What is expected:
List every line in the items below that contains the string "woman". Case matters.

Point placement records:

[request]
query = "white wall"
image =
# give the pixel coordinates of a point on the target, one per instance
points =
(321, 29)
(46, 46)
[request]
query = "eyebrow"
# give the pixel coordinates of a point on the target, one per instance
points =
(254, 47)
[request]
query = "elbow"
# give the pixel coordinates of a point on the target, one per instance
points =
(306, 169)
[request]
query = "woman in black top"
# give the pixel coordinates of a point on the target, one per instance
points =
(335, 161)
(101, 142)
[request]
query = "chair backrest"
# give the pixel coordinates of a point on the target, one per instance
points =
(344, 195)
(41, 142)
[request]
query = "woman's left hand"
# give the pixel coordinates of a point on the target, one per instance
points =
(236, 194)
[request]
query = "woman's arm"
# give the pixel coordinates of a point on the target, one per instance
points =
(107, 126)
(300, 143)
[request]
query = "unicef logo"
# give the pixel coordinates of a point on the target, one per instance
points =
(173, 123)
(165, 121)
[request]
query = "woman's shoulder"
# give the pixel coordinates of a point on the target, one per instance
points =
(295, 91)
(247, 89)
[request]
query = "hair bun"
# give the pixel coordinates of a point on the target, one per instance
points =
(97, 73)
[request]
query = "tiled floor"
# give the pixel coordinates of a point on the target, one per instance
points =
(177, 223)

---

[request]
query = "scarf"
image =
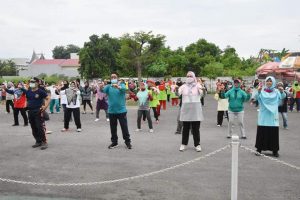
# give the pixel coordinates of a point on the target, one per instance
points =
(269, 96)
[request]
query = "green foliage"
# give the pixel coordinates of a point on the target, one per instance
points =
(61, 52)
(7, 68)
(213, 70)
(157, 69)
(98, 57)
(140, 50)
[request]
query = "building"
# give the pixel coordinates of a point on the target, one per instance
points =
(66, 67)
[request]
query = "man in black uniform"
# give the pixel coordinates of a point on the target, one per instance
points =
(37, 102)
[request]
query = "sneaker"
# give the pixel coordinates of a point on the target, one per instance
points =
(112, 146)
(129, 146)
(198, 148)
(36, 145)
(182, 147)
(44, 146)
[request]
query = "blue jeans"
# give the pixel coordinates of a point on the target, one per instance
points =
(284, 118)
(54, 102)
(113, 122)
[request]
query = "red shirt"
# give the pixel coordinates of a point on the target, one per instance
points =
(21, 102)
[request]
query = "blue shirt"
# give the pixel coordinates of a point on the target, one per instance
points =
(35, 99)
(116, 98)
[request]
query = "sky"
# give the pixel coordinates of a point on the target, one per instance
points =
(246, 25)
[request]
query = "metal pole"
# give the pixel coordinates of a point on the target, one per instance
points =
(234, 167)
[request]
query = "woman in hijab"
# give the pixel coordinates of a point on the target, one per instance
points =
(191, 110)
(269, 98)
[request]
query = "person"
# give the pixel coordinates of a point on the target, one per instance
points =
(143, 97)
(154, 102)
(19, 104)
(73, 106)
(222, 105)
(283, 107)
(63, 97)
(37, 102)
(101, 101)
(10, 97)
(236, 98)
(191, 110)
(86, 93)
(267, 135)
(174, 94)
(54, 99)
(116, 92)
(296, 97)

...

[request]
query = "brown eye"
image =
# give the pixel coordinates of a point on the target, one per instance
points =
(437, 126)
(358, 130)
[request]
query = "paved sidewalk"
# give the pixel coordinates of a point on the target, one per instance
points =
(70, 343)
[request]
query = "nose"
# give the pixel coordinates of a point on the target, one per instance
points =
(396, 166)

Solution below:
query = "woman in black top"
query = "woman's left hand"
query = "woman's arm"
query = "woman's shoulder"
query = "woman in hijab"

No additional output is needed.